### Exercise task 1
In the excerpt on Oshkosh Corp., by what percentage did the company's latest job cuts reduce its work force?

### Text segment
########

The company's quarterly sales fell to $1.39 billion from $1.50 billion a year earlier.
Oshkosh Corp.'s latest job cuts, which reduced its work force by 7 percent, come atop a previous round of 1,400 layoffs last summer.
"We are obviously disappointed in the overall performance we are reporting today. It has been widely reported that global manufacturing orders and activity fell sharply in November and December 2008. Certain of our businesses shared this experience, which led to our weak performance in our first quarter. Fortunately, our defense, fire apparatus and domestic refuse collection vehicle businesses continued to report solid results," said Robert Bohn, Oshkosh Corp.'s chairman and chief executive officer.
Due to the losses, Bohn said the company does not expect to be able to avoid violating a financial covenant in its credit agreement.
"We have commenced discussions with our lead banks to seek an amendment to our credit agreement in the second quarter of fiscal 2009. We believe that we will be successful in finalizing an amendment that will provide us with financial covenant relief. We anticipate that the amendment will entail upfront fees and higher interest costs than under our current credit agreement," Bohn said. "In response to the weaker economic outlook, we have taken further measures to reduce our costs. These actions include a reduction in workforce of 7 percent, which is in addition to the workforce reduction concluded in the summer of 2008. Additionally, we have further reduced production, announced closures of a number of underutilized facilities and slashed spending in general. We understand these decisions will have wide-ranging effects on our employees, their families and the communities in which we operate, but we believe they are necessary in the current environment."

########

### Dataset extract
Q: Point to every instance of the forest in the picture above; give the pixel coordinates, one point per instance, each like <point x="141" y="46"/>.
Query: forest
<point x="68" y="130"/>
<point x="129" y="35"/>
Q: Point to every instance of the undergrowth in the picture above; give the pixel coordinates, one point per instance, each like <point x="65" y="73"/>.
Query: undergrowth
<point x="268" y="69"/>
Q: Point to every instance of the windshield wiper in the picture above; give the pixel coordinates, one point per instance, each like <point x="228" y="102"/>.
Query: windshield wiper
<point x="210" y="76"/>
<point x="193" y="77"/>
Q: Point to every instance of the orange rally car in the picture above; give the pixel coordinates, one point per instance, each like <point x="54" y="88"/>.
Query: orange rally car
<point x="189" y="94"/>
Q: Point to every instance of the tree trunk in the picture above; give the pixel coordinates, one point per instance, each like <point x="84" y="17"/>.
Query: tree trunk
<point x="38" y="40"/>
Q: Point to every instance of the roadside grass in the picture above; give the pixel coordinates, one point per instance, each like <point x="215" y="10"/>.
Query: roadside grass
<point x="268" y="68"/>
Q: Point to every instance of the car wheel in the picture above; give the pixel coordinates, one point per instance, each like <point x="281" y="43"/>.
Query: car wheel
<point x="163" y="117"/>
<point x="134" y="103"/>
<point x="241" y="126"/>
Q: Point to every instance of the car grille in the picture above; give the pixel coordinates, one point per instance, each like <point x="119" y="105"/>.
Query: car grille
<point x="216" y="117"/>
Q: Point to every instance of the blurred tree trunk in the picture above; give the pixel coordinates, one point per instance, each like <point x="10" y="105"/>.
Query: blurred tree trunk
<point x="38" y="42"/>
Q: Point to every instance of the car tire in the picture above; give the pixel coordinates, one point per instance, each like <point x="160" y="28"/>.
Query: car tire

########

### Exercise task 2
Express the lines of the records as a JSON list of strings, one string per line with blank lines left out, starting at the line that contains "Q: Point to every instance of the car tire" and ending at the end of the records.

### Solution 1
7 percent

### Solution 2
[
  "Q: Point to every instance of the car tire in the picture above; give the pixel coordinates, one point per instance, each like <point x=\"160\" y=\"28\"/>.",
  "Query: car tire"
]